WORK TO BE COMPLETED =>
Determine how many lines below contain the string "query" and give that number without anything else.

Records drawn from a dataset

________________

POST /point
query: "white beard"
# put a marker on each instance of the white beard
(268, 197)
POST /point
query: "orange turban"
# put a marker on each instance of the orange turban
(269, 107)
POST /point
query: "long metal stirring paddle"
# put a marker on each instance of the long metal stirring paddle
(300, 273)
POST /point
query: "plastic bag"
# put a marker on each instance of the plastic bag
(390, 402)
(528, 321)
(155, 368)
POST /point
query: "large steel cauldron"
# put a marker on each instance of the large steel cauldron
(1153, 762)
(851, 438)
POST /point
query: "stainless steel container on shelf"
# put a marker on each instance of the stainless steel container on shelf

________________

TASK ANSWER =>
6